==== Record extracts
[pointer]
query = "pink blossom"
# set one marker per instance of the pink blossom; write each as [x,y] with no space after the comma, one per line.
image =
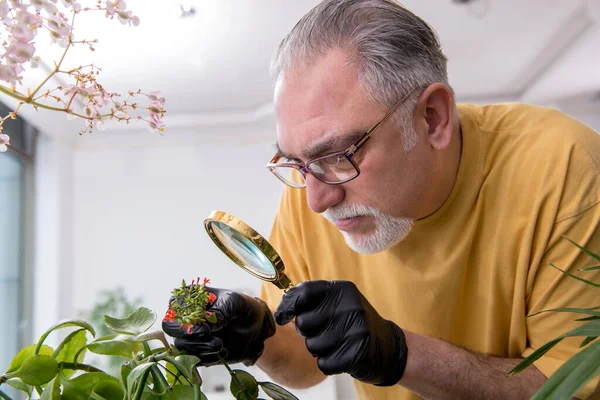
[44,4]
[4,142]
[72,3]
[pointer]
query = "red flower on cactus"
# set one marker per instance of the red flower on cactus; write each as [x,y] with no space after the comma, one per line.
[211,298]
[170,316]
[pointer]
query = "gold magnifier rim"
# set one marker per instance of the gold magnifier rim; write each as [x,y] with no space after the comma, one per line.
[280,279]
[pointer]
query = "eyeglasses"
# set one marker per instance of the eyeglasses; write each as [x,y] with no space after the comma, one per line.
[333,169]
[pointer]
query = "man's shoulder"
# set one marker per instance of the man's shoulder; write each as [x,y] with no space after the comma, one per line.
[532,124]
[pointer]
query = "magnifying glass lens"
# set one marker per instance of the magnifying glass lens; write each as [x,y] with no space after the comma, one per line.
[244,249]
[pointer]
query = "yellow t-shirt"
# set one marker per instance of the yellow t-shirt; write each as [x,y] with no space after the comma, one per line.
[471,273]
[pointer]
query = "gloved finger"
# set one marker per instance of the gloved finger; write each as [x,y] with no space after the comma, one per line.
[311,324]
[175,329]
[338,362]
[209,346]
[322,345]
[221,320]
[251,361]
[303,297]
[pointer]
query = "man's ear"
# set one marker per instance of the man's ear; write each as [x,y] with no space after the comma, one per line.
[436,111]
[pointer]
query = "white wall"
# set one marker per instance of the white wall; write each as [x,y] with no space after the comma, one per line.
[130,213]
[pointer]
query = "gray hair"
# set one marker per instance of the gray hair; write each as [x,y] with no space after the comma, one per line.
[395,51]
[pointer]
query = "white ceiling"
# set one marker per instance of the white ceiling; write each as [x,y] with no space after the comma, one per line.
[212,67]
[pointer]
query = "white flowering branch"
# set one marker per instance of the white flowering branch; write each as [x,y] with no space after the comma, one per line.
[21,21]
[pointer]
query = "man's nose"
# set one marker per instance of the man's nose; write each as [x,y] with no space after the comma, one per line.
[321,196]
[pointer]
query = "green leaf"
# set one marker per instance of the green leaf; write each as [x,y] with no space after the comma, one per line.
[182,392]
[70,348]
[25,353]
[156,335]
[587,341]
[586,251]
[81,387]
[572,375]
[187,365]
[243,385]
[137,380]
[107,390]
[591,328]
[64,324]
[51,391]
[37,370]
[276,392]
[125,371]
[576,277]
[136,323]
[114,345]
[19,385]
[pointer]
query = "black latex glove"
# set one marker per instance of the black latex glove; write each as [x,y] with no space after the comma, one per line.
[344,332]
[243,324]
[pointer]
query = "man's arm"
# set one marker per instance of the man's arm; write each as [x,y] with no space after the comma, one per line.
[439,370]
[287,360]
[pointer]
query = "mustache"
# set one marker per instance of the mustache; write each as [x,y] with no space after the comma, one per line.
[344,211]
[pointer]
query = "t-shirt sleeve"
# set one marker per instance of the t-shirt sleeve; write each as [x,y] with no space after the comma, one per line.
[549,289]
[286,238]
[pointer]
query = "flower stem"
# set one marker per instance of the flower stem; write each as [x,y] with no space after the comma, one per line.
[79,367]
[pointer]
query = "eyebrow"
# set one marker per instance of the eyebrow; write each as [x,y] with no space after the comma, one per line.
[330,144]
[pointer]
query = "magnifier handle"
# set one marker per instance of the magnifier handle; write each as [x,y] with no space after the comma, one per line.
[291,285]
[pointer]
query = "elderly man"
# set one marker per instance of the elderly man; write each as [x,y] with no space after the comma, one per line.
[450,216]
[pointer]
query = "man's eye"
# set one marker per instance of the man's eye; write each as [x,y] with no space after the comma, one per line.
[289,160]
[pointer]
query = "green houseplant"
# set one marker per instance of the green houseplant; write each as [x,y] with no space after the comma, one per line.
[151,367]
[583,366]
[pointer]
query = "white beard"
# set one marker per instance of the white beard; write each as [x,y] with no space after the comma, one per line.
[389,230]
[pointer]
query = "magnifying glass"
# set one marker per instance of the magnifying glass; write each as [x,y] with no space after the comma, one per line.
[247,248]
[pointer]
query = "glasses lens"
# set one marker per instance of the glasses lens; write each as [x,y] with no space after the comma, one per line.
[290,176]
[333,169]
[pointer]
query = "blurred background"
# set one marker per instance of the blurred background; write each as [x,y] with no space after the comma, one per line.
[114,219]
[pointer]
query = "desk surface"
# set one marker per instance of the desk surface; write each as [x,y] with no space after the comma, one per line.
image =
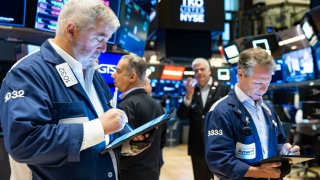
[310,128]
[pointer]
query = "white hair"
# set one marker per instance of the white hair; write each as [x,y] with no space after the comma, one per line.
[84,14]
[200,61]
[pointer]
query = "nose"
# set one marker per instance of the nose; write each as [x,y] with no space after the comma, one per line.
[264,87]
[103,45]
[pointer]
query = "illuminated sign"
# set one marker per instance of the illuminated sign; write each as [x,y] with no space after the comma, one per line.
[192,11]
[108,65]
[172,72]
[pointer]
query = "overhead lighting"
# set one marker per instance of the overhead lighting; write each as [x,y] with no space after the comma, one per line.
[291,40]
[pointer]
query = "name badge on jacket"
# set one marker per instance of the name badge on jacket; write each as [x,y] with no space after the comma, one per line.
[245,151]
[66,74]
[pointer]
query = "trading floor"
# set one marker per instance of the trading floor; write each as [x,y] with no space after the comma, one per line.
[177,165]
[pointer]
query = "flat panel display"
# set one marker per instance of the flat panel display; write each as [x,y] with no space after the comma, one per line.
[134,28]
[298,65]
[47,13]
[108,64]
[231,53]
[277,76]
[12,13]
[203,15]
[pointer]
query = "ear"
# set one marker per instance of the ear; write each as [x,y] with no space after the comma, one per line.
[133,77]
[240,74]
[71,30]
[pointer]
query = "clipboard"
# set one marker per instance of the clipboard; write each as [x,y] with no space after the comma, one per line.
[293,159]
[140,130]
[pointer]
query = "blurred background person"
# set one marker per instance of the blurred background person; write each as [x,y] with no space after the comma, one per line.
[242,129]
[140,108]
[201,93]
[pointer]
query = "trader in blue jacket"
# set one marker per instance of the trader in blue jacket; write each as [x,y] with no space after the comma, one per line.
[55,106]
[241,129]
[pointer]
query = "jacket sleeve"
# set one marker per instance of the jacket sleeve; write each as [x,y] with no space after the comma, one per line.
[220,146]
[29,120]
[183,111]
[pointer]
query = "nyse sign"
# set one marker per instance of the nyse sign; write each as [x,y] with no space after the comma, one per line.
[107,68]
[192,11]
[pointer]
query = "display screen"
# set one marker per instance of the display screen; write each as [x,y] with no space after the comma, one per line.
[283,96]
[231,51]
[277,76]
[269,42]
[167,87]
[48,11]
[134,28]
[234,75]
[154,71]
[12,13]
[298,65]
[311,110]
[307,29]
[107,65]
[47,14]
[223,74]
[203,15]
[309,93]
[172,72]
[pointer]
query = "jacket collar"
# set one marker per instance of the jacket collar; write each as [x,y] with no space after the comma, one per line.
[49,54]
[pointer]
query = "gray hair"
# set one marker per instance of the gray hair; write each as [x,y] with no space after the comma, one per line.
[136,64]
[84,14]
[200,61]
[255,56]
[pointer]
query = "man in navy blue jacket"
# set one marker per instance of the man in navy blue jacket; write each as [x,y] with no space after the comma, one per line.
[241,129]
[140,108]
[55,106]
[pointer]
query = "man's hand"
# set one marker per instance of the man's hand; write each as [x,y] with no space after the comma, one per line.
[190,84]
[288,149]
[266,170]
[113,120]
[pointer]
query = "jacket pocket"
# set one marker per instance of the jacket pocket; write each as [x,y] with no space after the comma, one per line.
[69,112]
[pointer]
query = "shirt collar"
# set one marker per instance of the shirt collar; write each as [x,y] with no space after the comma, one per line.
[209,83]
[245,98]
[124,94]
[73,63]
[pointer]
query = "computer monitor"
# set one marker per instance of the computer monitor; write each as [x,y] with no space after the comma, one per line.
[298,65]
[107,65]
[283,96]
[277,76]
[223,74]
[169,87]
[134,28]
[231,53]
[12,13]
[309,31]
[47,13]
[309,93]
[311,110]
[171,72]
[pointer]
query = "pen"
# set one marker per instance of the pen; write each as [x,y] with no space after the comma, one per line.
[290,148]
[114,105]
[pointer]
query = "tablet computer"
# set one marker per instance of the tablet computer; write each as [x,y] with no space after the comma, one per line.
[293,159]
[140,130]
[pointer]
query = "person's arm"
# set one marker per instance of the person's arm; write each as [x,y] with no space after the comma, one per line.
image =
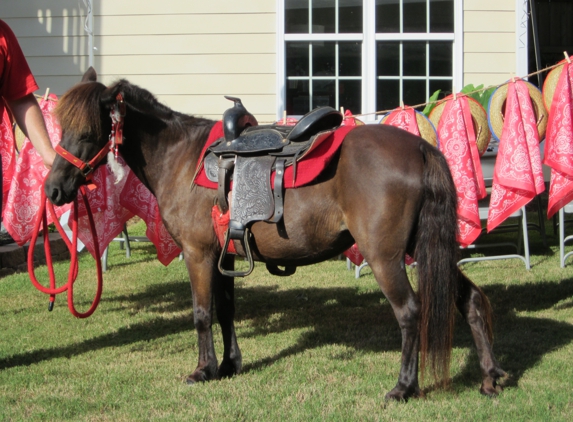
[29,118]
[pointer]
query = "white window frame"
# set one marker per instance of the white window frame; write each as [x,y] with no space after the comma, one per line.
[369,38]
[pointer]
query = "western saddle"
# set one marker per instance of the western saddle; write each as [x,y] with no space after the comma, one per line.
[248,154]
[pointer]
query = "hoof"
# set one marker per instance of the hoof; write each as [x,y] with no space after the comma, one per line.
[489,386]
[403,394]
[197,376]
[227,370]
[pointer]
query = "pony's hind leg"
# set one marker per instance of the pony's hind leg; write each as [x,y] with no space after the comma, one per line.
[393,281]
[224,289]
[475,307]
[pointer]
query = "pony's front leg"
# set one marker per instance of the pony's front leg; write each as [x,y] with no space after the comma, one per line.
[475,307]
[225,306]
[201,275]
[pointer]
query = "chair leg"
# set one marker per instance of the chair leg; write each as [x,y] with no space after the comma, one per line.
[562,238]
[126,241]
[525,239]
[104,260]
[541,221]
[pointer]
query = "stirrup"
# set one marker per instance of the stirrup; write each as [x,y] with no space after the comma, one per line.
[248,255]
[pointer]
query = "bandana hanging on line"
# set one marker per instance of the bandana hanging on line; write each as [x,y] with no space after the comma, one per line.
[458,144]
[517,175]
[559,143]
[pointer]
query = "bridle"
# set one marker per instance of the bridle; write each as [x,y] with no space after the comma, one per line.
[117,113]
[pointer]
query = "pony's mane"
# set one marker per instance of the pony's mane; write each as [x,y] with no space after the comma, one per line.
[78,110]
[141,99]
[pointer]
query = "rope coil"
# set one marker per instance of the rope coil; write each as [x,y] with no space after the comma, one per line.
[42,224]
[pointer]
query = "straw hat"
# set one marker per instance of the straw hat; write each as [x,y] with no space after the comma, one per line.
[426,128]
[479,119]
[550,84]
[496,110]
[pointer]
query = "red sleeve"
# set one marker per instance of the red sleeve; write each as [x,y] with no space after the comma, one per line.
[16,79]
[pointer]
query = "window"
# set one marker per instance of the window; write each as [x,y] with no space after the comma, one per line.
[364,55]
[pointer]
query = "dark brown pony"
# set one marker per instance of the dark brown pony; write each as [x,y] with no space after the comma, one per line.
[387,190]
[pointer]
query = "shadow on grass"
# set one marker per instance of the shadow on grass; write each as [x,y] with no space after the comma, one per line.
[363,321]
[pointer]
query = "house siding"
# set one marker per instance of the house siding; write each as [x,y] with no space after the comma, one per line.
[189,54]
[489,41]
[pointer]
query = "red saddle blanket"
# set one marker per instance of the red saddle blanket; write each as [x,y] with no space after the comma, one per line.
[308,168]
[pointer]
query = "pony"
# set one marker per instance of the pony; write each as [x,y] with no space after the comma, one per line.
[386,190]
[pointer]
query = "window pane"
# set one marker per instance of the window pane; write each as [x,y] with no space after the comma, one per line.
[350,59]
[387,94]
[441,15]
[444,86]
[297,58]
[323,16]
[298,97]
[387,16]
[414,59]
[349,16]
[415,92]
[350,95]
[388,59]
[323,93]
[296,16]
[441,63]
[323,58]
[414,16]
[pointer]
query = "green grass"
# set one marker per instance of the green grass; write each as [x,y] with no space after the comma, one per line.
[319,345]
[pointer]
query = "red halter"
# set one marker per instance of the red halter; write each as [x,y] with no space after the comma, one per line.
[115,139]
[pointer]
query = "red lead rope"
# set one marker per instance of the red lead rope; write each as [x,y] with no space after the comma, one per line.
[72,247]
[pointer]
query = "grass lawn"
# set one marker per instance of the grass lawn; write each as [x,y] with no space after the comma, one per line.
[319,345]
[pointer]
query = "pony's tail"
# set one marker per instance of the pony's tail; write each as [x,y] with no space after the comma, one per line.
[437,255]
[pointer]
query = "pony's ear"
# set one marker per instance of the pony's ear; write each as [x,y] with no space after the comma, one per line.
[90,75]
[109,95]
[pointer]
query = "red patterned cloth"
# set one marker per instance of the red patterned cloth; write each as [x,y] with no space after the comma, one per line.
[23,199]
[517,175]
[220,225]
[404,118]
[559,143]
[458,144]
[112,203]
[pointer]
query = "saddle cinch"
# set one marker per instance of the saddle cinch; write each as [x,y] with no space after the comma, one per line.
[248,154]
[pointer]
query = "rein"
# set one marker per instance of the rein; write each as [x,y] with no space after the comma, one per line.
[53,290]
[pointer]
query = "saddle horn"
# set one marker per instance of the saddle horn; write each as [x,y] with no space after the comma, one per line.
[236,119]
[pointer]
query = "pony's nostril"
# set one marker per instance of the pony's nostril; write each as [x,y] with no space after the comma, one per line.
[54,195]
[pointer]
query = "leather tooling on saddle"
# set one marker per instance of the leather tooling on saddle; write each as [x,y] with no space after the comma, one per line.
[254,158]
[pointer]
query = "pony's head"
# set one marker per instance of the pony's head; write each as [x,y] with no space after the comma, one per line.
[83,113]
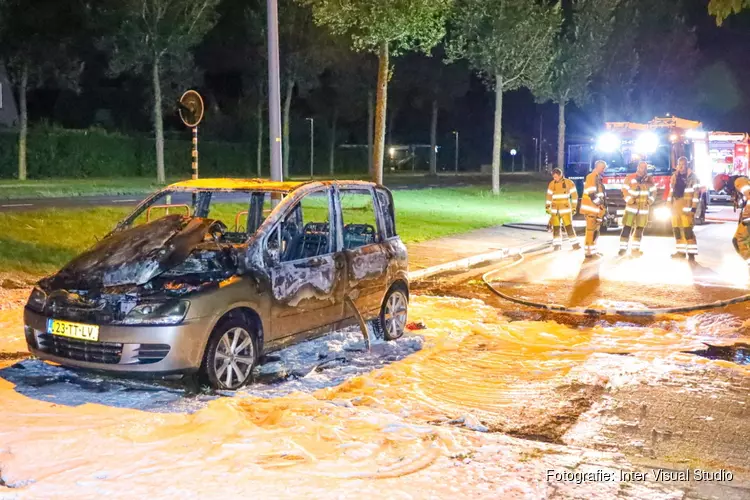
========
■ **Action item**
Copy out, word for word, the part of the entries above that begins at the line with "# set one marker per instance of the blurred background;" and ends at the line with "# set one marker per instance of the desk", including both.

■ **Result of the task**
# set one marker per instance of the blurred background; write each as [x,y] with no space after the comma, one per line.
[114,219]
[pointer]
query = "desk surface"
# set one marker per instance of the desk surface; write each as [x,y] with no space after the comma, one per line.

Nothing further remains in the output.